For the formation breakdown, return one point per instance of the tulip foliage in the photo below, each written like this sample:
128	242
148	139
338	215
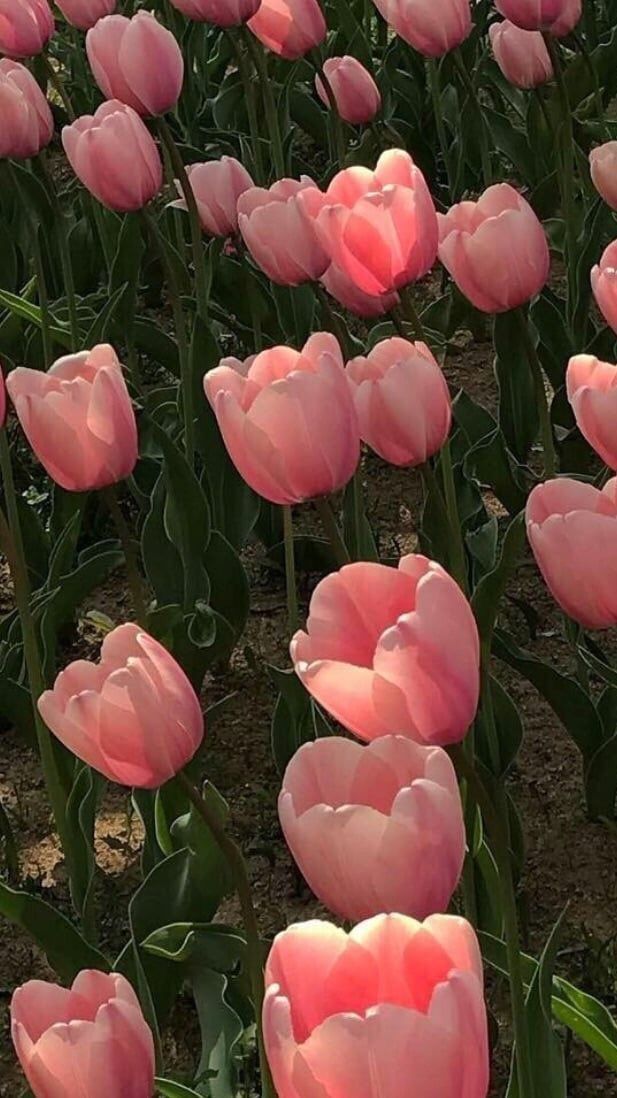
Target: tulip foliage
240	244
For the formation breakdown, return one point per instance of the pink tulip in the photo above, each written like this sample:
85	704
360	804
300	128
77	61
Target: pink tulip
25	26
134	716
289	27
392	650
377	828
379	227
279	234
137	62
395	1009
572	528
355	91
78	418
402	401
495	249
217	186
90	1041
604	284
430	26
288	419
26	124
114	156
522	55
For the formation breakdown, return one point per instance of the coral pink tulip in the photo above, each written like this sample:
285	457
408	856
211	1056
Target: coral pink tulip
217	186
374	828
137	62
522	55
279	234
90	1041
25	26
392	650
402	401
134	716
379	227
78	418
572	528
356	94
395	1009
495	249
288	419
26	124
113	155
289	27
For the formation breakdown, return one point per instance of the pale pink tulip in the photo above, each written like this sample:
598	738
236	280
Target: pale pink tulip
402	400
572	528
78	418
90	1041
114	156
495	249
379	227
522	55
137	62
374	828
356	94
392	650
289	27
134	716
279	234
288	419
26	124
395	1009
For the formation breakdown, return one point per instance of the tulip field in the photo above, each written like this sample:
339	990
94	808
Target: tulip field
309	548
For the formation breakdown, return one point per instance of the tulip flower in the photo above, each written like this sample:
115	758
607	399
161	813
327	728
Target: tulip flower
113	155
90	1041
379	227
522	55
355	91
289	27
78	418
392	650
377	828
25	26
279	234
134	716
137	62
402	401
395	1009
288	419
430	26
495	249
572	528
216	186
26	124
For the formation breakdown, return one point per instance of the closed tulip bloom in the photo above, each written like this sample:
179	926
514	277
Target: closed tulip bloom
25	26
572	528
402	400
522	55
134	716
392	650
88	1041
114	156
78	418
279	234
356	93
394	1009
289	27
374	828
495	249
137	62
26	124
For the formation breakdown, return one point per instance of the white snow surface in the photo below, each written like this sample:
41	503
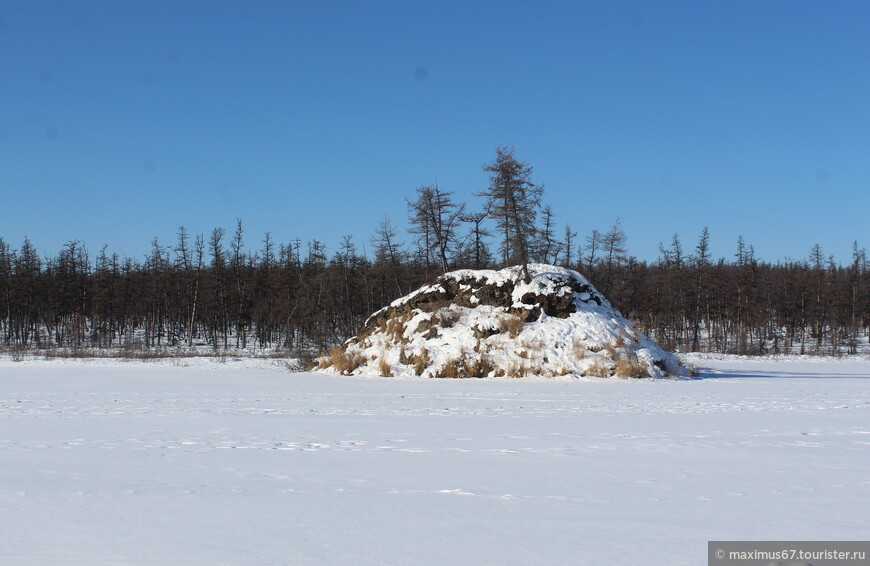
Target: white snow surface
589	341
243	463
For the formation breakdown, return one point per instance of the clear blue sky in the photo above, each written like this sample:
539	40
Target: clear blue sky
120	121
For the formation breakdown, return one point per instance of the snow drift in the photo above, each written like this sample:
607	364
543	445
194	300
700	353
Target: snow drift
485	323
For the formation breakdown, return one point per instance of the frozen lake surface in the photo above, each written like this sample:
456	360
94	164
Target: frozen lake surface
146	463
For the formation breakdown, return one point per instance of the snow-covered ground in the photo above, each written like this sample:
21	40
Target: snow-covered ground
246	463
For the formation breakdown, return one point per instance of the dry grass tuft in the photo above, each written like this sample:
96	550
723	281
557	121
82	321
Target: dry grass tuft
421	362
511	325
479	366
404	359
383	367
453	369
343	361
448	317
517	369
629	368
578	350
597	369
620	340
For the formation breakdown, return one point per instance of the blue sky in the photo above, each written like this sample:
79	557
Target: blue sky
121	121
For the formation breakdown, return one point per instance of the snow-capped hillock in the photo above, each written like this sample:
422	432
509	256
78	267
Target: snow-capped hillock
485	323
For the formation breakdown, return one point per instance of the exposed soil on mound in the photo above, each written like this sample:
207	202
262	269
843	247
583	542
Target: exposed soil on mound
491	323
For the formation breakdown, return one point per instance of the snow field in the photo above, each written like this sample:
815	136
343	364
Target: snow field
144	463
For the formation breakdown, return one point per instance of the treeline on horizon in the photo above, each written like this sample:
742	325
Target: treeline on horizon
291	298
297	299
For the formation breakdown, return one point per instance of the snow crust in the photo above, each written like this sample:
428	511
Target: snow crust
150	463
460	326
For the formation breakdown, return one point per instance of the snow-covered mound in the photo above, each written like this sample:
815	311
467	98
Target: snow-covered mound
484	323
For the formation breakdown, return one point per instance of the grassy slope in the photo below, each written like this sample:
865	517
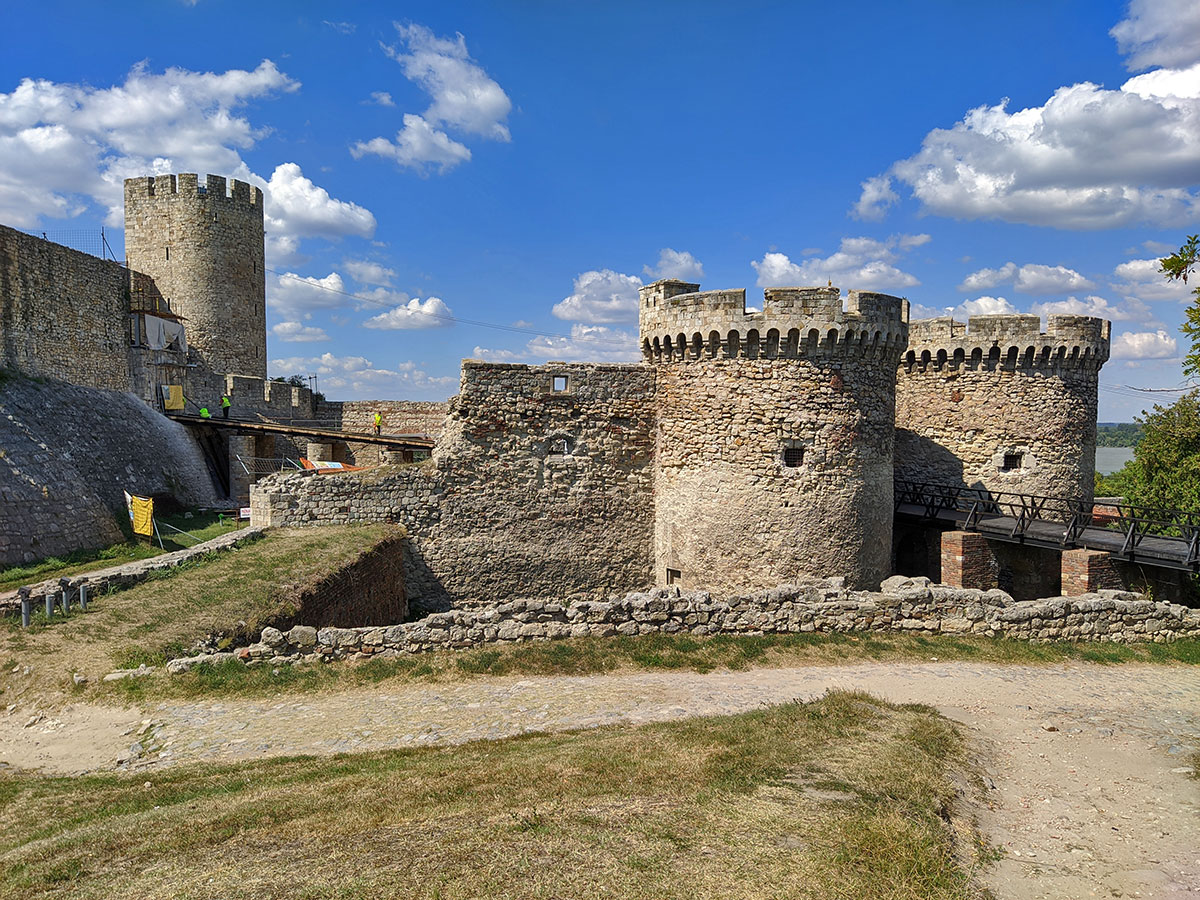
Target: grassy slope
646	652
166	615
202	526
844	797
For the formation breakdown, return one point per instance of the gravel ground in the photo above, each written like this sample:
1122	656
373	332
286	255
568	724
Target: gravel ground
1090	791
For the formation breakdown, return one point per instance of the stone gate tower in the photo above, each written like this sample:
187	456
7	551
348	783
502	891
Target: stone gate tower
999	405
774	449
204	250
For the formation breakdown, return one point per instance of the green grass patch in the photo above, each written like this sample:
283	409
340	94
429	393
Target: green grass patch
597	655
202	526
735	807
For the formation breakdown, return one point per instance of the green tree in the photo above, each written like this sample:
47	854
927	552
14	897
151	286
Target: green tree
1179	267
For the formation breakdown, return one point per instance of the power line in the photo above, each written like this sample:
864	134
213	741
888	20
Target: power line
442	317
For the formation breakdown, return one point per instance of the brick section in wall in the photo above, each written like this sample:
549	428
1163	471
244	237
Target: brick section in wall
1085	571
967	561
996	403
531	492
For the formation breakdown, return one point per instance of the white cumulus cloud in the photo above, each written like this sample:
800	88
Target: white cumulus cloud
1143	279
676	264
415	313
67	145
859	264
364	271
586	343
357	377
298	333
1144	345
465	100
1089	157
1159	33
1132	310
600	297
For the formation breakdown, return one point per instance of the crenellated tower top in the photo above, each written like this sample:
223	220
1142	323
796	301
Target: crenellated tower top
1008	342
679	322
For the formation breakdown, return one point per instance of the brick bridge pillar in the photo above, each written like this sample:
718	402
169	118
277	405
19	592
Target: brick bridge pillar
967	562
1087	570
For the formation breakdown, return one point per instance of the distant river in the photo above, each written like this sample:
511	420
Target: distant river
1110	459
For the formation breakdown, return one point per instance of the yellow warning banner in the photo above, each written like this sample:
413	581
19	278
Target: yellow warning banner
141	514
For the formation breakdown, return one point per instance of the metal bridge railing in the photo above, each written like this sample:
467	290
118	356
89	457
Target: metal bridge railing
267	466
1077	516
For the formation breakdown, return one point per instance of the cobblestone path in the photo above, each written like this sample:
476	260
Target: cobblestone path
1090	797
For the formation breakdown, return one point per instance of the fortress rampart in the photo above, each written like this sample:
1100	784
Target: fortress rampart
678	322
64	315
997	403
203	245
774	433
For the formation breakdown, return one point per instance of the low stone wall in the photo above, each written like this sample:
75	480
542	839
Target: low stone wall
125	576
820	606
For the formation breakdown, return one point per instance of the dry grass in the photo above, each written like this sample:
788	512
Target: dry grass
845	797
627	654
169	612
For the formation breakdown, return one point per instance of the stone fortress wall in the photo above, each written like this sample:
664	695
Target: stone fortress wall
540	484
64	315
203	247
774	433
996	403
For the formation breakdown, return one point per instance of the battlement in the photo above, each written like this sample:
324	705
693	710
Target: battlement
679	322
187	185
1007	342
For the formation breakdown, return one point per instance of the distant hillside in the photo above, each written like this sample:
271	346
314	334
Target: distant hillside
1117	435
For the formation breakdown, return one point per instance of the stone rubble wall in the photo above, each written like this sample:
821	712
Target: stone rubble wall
499	510
64	315
906	605
969	395
67	454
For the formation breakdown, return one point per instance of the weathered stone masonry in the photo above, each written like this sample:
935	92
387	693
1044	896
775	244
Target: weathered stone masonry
999	405
532	491
775	431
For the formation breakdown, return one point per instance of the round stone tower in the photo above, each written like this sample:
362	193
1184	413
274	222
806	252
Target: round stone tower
775	433
999	405
203	247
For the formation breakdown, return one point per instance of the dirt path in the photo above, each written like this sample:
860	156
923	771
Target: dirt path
1091	795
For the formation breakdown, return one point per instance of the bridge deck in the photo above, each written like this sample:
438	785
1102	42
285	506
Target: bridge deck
243	426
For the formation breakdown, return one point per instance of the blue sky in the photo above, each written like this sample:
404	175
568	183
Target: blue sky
433	166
== == ==
Requirements
Quote every record above exactly, leaving out the pictures.

Solution
For the formation breakdown, return one point per instance of the tulip foliage in the photo below, each written like this sample:
128	242
148	139
338	215
Target: tulip foliage
240	244
For the formation breakdown, return one point per instance of the pink tulip in the photo above, each written like this sample:
85	704
360	804
300	128
77	61
Target: pink tulip
25	26
134	716
289	27
392	650
377	828
379	227
279	234
137	62
395	1009
572	528
355	91
78	418
402	401
495	249
217	186
90	1041
604	284
430	26
288	419
26	124
114	156
522	55
For the formation breakdown, return one point per instance of the coral pink tulip in the photo above, each written like this sample:
285	457
408	856
211	1056
Target: coral pink tulip
217	186
374	828
137	62
522	55
279	234
90	1041
25	26
392	650
402	401
134	716
379	227
78	418
572	528
356	94
395	1009
495	249
288	419
26	124
113	155
289	27
For the formation breakdown, return one point per instance of the pale pink tulip in the photo above, each written like this sample:
598	738
236	280
Target: pale pink tulip
402	400
572	528
78	418
90	1041
114	156
495	249
379	227
522	55
137	62
374	828
356	94
392	650
289	27
134	716
279	234
288	419
26	124
395	1009
For the formation breakdown, return one point per instance of the tulip field in the photo above, each written like this sample:
339	990
94	808
Target: tulip field
309	548
For the formation breakdown, return one point per instance of the tulip flower in the photo above, each written like this sample:
115	758
607	399
161	813
327	728
Target: tulip flower
113	155
90	1041
379	227
522	55
355	91
289	27
78	418
392	650
377	828
25	26
279	234
134	716
137	62
402	401
395	1009
288	419
430	26
495	249
572	528
216	186
26	124
For the formation breakdown, return one point per instance of the closed tulip bloom in the photo above, each written like this sample:
179	926
514	277
Target: closed tulip bloom
25	26
572	528
402	400
522	55
134	716
392	650
88	1041
114	156
78	418
279	234
356	93
394	1009
289	27
374	828
495	249
137	62
26	124
For the formation breakdown, return one point per instance of the white snow surface in the photo below, each written like this sample:
41	503
Target: white snow surface
589	341
243	463
For the formation breakdown, return one point per instance of the clear blue sky in the photo above, each written like this sample:
539	40
Target: clear blue sky
120	121
For the formation breakdown, return one point per instance of the snow drift in the photo above, each written like this sample:
607	364
543	445
194	300
700	353
Target: snow drift
485	323
For the formation breakdown, return one point per instance of the frozen lake surface in the photo above, each written like this sample:
456	360
94	164
Target: frozen lake surface
146	463
For the formation breakdown, return one point per instance of the snow-covered ground in the photo above, each written like this sample:
21	40
Target: snow-covered ground
246	463
For the formation breakdown, return one point per instance of the dry grass tuft in the photo above, each written like this sample:
96	550
723	281
557	121
82	321
Target: dry grass tuft
421	362
511	325
479	366
404	359
383	367
453	369
343	361
448	317
517	369
629	368
578	350
597	369
620	340
For the formation breakdown, return one point per instance of the blue sky in the photo above, each written like this sample:
79	557
Target: blue sky
121	121
For the formation breakdown, return one point per instance of the snow-capped hillock in the photo above, each written like this sample:
422	432
509	256
78	267
Target: snow-capped hillock
485	323
For the formation breakdown, return one point per instance of the exposed soil on mound in the photo above, each written like this sample:
207	202
262	269
843	247
583	542
Target: exposed soil on mound
491	323
For the formation breakdown, return one point per instance of the snow field in the photo above, each written like this sample:
815	136
343	364
Target: snow field
144	463
For the formation breakdown, return one point per instance of the treeline on horizon in the photo above, each written like this sample:
742	325
Target: treeline on horizon
291	298
297	299
For the formation breakdown, return one point per instance of the snow crust in the photo above, each written like this sample:
428	511
Target: snow crust
150	463
460	326
For the formation breakdown, return one point per instance of the snow-covered mound in the photo above, each written like this sample:
815	311
467	98
Target: snow-covered mound
484	323
For the formation breakdown, return one point per instance of the grassy slope in the photo below, each written like this sample:
865	517
Target: grassy slope
646	652
166	615
202	526
844	797
For the formation breakdown, return one point per instance of the gravel ground in the photo above, each written like this sample:
1122	656
373	332
286	255
568	724
Target: gravel ground
1090	791
For the formation breakdown, return one point per instance of the stone gate tower in the photo above, each written like this sample:
187	456
7	551
348	783
502	891
Target: stone gate tower
999	405
774	449
204	250
For the formation breakdown, return one point per instance of the green grass patch in the photo above, each written like this sample:
283	409
340	94
429	393
Target: green grass patch
597	655
202	526
735	807
For the formation breakdown, return one point per instance of the green tree in the photo above, each written like this sample:
47	854
927	552
14	897
151	286
Target: green tree
1179	267
For the formation breakdown, return one point per instance of the power line in the photo above, each written like this sample:
864	134
213	741
888	20
Target: power line
442	317
For the formation breakdown, return one point per instance of the brick section in wall in the photo above, each written like this sample:
549	428
1163	471
244	237
Target: brick section in wall
1085	571
967	561
996	403
531	492
For the formation breakdown, return one point per instance of the white cumulus cloud in the photo above, each written like this sample:
800	88
Target: white cumulus cloud
1143	279
676	264
415	313
67	145
859	264
364	271
586	343
357	377
298	333
1144	345
465	100
1089	157
1159	33
1132	310
600	297
For the formation breakdown, return one point per instance of the crenellated tower top in the photo above, each written like this sample:
223	220
1142	323
796	301
Target: crenellated tower top
1008	342
679	322
For the formation breakdown, return one point per instance of the brick bridge pillar in the photo above, each written like this sample:
718	402
169	118
277	405
19	592
Target: brick bridge pillar
967	562
1087	570
For the formation breakdown, return one point per instance of the distant river in the photo above, each written like this sample:
511	420
Target: distant river
1110	459
For the formation breakdown, return one point per instance of the yellow warning banner in the photo above, each written like this sample:
413	581
19	278
Target: yellow warning banner
141	514
For the formation breakdown, return one point per instance of the metal bridge railing in the photo above, each written like this sample:
467	290
118	356
89	457
Target: metal bridge railing
267	466
1077	516
For the formation breakdown, return one point per instance of the cobblestone path in the photo above, each written like this sample:
476	260
Target: cobblestone path
1090	797
For the formation breakdown, return one point per instance of the fortress rampart in the photo above, each written like this sample:
1100	784
Target: fortress rampart
678	322
64	315
997	403
203	245
774	433
For the formation breakdown, return one point per instance of the low stone wall in the photo above, each written like this sample:
75	480
542	839
Target: low stone wall
125	576
820	606
For the formation breakdown, return one point per instance of the dry grass in the photo above, each written like this sample:
788	512
Target: dry grass
845	797
627	654
169	612
For the formation breakdown, return one point per instance of the stone fortress wall in the photo above, each written like this sample:
664	695
Target: stone fortress wall
540	484
64	315
203	247
774	433
996	403
For the formation breakdown, return one point per instance of the battlement in the photo above, each written like this sample:
324	705
693	710
Target: battlement
679	322
187	185
1007	342
For the formation breakdown, return one point per instance of the distant hillside in the photo above, each written like this sample:
271	346
314	334
Target: distant hillside
1117	435
For the formation breakdown, return one point per instance of the stone rubble wall in the photo above, each written like this sample:
821	712
Target: stone rubble wall
499	510
64	315
906	605
969	395
67	454
For the formation breakdown, return one point per instance of the weathered stone masonry in the photo above, each written like this sample:
935	92
387	693
1044	896
775	244
Target: weathered stone masonry
999	405
532	491
775	431
For the formation breakdown, return one point per instance of the round stone tower in the photo above, each written like this sample:
362	193
1184	413
274	222
806	252
Target: round stone tower
775	433
999	405
203	247
For the formation breakdown, return one point per instance of the dirt path in the photo above, each written like this sample:
860	156
923	771
Target: dirt path
1091	795
For the formation breakdown, return one point per instance of the bridge deck in the photo above, each written like this sample:
438	785
1102	42
285	506
Target: bridge deck
243	426
For the formation breakdown, return one point per instance of the blue sky in the photo above, each written like this sample:
404	175
568	183
Target: blue sky
433	166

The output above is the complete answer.